**ABOUT THIS EXERCISE:** Each entry needs to be copied exactly, with nothing left out.

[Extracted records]

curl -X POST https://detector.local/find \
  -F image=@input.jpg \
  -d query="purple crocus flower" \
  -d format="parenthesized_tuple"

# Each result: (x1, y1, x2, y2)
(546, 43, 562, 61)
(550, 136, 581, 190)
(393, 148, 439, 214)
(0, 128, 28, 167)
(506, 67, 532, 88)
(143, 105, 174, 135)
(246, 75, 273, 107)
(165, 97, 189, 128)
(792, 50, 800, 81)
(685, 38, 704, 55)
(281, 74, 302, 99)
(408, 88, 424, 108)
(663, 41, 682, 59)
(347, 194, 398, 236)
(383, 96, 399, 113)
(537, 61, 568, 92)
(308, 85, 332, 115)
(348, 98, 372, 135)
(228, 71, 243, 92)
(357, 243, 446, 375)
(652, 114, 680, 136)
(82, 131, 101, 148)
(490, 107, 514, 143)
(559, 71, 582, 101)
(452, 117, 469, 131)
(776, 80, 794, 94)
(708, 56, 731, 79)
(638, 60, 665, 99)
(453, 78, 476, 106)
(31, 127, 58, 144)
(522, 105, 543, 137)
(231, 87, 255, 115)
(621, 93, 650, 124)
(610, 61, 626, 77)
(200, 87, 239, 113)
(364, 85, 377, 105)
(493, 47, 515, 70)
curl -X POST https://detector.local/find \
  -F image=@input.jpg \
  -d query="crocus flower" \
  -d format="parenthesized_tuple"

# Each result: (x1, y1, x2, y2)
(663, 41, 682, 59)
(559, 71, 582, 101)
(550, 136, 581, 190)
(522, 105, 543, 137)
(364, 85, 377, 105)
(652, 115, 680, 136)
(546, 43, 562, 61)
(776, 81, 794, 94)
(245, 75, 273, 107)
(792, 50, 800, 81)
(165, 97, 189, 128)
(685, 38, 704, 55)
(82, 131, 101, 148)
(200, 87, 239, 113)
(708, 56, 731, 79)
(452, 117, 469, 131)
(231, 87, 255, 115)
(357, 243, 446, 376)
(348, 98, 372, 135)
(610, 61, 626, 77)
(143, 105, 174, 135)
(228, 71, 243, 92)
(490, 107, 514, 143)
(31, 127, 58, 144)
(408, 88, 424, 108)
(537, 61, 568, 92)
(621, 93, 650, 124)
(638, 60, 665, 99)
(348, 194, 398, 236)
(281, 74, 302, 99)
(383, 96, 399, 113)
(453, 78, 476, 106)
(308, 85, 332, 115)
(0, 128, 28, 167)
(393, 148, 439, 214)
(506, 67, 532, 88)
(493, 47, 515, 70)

**ANSWER BELOW:**
curl -X POST https://detector.local/find \
  -F image=@input.jpg \
  -d query="purple crocus flower" \
  -d format="parenthesized_tuple"

# Each result: (x1, y1, x2, y2)
(546, 43, 562, 61)
(550, 136, 581, 190)
(393, 148, 439, 214)
(0, 128, 28, 167)
(506, 67, 532, 88)
(143, 105, 174, 135)
(246, 75, 273, 107)
(165, 97, 189, 128)
(792, 50, 800, 81)
(685, 38, 704, 55)
(281, 74, 302, 99)
(408, 88, 424, 108)
(663, 41, 682, 59)
(347, 194, 398, 236)
(383, 96, 399, 113)
(537, 61, 568, 92)
(308, 85, 332, 115)
(348, 98, 372, 135)
(228, 71, 243, 92)
(357, 243, 446, 375)
(652, 114, 680, 136)
(82, 131, 101, 148)
(490, 107, 514, 143)
(559, 71, 582, 101)
(452, 117, 469, 131)
(776, 80, 794, 94)
(708, 56, 731, 79)
(638, 60, 665, 99)
(453, 78, 476, 106)
(31, 127, 58, 144)
(522, 105, 543, 137)
(231, 87, 255, 115)
(621, 93, 650, 124)
(610, 61, 626, 77)
(200, 87, 239, 113)
(364, 85, 377, 105)
(493, 47, 515, 70)
curl -X POST https://detector.local/find \
  -F image=@input.jpg \
  -d query="crocus flower" \
  -d format="parenthesized_tuple"

# Each result: (x1, y1, x2, y2)
(663, 41, 682, 59)
(559, 71, 582, 101)
(550, 136, 581, 190)
(522, 105, 543, 137)
(364, 85, 377, 105)
(652, 115, 680, 136)
(546, 43, 562, 61)
(776, 81, 794, 94)
(245, 75, 273, 107)
(792, 50, 800, 81)
(165, 97, 189, 128)
(685, 38, 704, 55)
(82, 131, 101, 148)
(200, 87, 239, 113)
(708, 56, 731, 79)
(452, 117, 469, 131)
(231, 87, 255, 115)
(357, 243, 446, 376)
(348, 98, 372, 135)
(610, 61, 626, 77)
(143, 105, 174, 135)
(228, 71, 243, 92)
(490, 107, 514, 143)
(31, 127, 58, 144)
(408, 88, 424, 108)
(537, 61, 568, 92)
(621, 93, 650, 124)
(638, 60, 665, 99)
(348, 194, 398, 236)
(281, 74, 302, 99)
(383, 96, 399, 113)
(453, 78, 476, 106)
(308, 85, 332, 115)
(0, 128, 28, 167)
(393, 148, 439, 214)
(506, 67, 532, 88)
(493, 47, 515, 70)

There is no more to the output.